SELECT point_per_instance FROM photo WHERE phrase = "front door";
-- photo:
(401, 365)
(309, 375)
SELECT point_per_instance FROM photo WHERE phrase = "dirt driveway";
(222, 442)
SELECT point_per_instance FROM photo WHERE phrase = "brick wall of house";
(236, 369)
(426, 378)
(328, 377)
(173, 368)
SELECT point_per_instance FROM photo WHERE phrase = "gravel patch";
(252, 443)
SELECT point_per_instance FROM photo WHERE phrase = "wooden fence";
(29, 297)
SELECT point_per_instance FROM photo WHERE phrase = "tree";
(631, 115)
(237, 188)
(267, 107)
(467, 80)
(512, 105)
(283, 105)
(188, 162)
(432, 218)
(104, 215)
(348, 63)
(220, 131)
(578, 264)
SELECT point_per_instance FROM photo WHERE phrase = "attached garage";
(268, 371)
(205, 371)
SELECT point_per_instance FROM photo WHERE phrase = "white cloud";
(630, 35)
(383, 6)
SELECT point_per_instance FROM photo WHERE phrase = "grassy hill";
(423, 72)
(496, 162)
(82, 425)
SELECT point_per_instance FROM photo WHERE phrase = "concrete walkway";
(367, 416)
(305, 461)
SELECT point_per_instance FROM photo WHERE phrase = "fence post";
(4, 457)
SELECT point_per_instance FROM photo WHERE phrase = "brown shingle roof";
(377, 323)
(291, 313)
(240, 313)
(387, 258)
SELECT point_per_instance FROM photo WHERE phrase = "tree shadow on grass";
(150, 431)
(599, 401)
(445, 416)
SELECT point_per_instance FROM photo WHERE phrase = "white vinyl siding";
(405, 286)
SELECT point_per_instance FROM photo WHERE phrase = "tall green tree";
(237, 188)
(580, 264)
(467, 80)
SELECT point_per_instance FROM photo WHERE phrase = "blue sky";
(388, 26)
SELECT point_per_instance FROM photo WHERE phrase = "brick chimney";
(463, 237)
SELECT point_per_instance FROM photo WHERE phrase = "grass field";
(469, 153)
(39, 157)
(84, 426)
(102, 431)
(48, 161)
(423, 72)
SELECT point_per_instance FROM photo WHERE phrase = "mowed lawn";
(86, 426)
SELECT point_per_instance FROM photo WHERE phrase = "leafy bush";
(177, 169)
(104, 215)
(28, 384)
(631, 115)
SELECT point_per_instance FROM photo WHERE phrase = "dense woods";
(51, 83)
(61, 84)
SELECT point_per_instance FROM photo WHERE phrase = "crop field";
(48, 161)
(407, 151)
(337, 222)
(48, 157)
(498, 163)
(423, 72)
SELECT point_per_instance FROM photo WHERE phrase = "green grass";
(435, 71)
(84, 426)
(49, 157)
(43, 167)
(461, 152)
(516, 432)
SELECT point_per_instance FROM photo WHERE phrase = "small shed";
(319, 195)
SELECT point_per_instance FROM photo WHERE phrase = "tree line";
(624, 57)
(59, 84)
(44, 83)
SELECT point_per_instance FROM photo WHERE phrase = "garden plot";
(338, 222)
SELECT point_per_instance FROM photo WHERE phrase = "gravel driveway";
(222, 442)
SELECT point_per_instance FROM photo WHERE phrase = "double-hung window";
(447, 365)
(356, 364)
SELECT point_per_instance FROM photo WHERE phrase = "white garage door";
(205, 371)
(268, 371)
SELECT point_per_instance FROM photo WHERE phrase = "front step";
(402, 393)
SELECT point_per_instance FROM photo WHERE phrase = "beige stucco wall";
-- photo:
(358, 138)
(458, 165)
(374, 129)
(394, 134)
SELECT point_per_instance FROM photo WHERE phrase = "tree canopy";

════════════════

| TASK STATEMENT |
All of the entries should be output exactly as they appear above.

| SOLUTION TO THIS TASK |
SELECT point_per_instance FROM photo WHERE phrase = "front door";
-- photo:
(401, 365)
(309, 375)
SELECT point_per_instance FROM photo WHERE phrase = "dirt driveway";
(222, 442)
SELECT point_per_instance FROM photo WHERE phrase = "brick wall of house";
(236, 369)
(426, 378)
(328, 377)
(173, 368)
SELECT point_per_instance FROM photo WHERE phrase = "gravel patch";
(252, 443)
SELECT point_per_instance FROM photo WHERE phrase = "wooden fence";
(29, 297)
SELECT point_per_instance FROM photo WHERE phrase = "tree";
(631, 115)
(237, 188)
(267, 107)
(467, 80)
(512, 105)
(283, 105)
(188, 162)
(432, 218)
(104, 215)
(348, 63)
(220, 131)
(578, 264)
SELECT point_per_instance FROM photo WHERE phrase = "attached garage";
(268, 371)
(205, 371)
SELECT point_per_instance FROM photo WHERE phrase = "white cloud";
(630, 35)
(383, 6)
SELECT point_per_instance FROM photo WHERE phrase = "grassy hill";
(423, 72)
(496, 162)
(82, 425)
SELECT point_per_instance FROM photo WHERE phrase = "concrete walkway";
(367, 416)
(305, 461)
SELECT point_per_instance FROM photo WHERE phrase = "fence post";
(4, 457)
SELECT point_per_instance FROM photo WHERE phrase = "brown shingle roof";
(377, 323)
(291, 313)
(240, 313)
(387, 258)
SELECT point_per_instance FROM photo WHERE phrase = "tree shadow on grass";
(150, 431)
(599, 401)
(445, 416)
SELECT point_per_instance FROM photo WHERE phrase = "white vinyl siding";
(405, 286)
SELECT point_per_instance FROM photo WHERE phrase = "tall green tree";
(237, 188)
(580, 264)
(467, 80)
SELECT point_per_instance FROM photo WHERE phrase = "blue sky";
(388, 26)
SELECT point_per_instance FROM photo WHERE phrase = "brick chimney";
(463, 237)
SELECT point_per_instance FROM photo WHERE phrase = "grass field";
(469, 153)
(39, 157)
(84, 426)
(102, 431)
(48, 161)
(423, 72)
SELECT point_per_instance FROM photo WHERE phrase = "mowed lawn";
(86, 426)
SELECT point_per_instance FROM photo WHERE phrase = "leafy bush";
(177, 169)
(104, 215)
(28, 384)
(631, 115)
SELECT point_per_instance FROM photo WHERE phrase = "dense woods";
(51, 83)
(61, 84)
SELECT point_per_instance FROM photo WHERE phrase = "crop field";
(48, 161)
(407, 151)
(337, 222)
(48, 157)
(498, 163)
(423, 72)
SELECT point_per_instance FROM photo WHERE phrase = "green grass";
(435, 71)
(84, 426)
(49, 157)
(43, 167)
(461, 152)
(516, 432)
SELECT point_per_instance FROM photo WHERE phrase = "small shed";
(319, 195)
SELECT point_per_instance FROM photo WHERE phrase = "tree line";
(624, 57)
(59, 84)
(44, 83)
SELECT point_per_instance FROM photo WHERE phrase = "garden plot";
(338, 222)
SELECT point_per_instance FROM photo WHERE phrase = "gravel driveway";
(222, 442)
SELECT point_per_instance FROM photo WHERE phrase = "double-hung window";
(447, 365)
(356, 364)
SELECT point_per_instance FROM photo WHERE phrase = "white garage door";
(205, 371)
(268, 371)
SELECT point_per_instance FROM photo WHERE phrase = "front step";
(402, 393)
SELECT point_per_instance FROM photo WHERE phrase = "beige stucco wall";
-- photo:
(358, 138)
(458, 165)
(374, 129)
(394, 134)
SELECT point_per_instance FROM photo WHERE phrase = "tree canopy";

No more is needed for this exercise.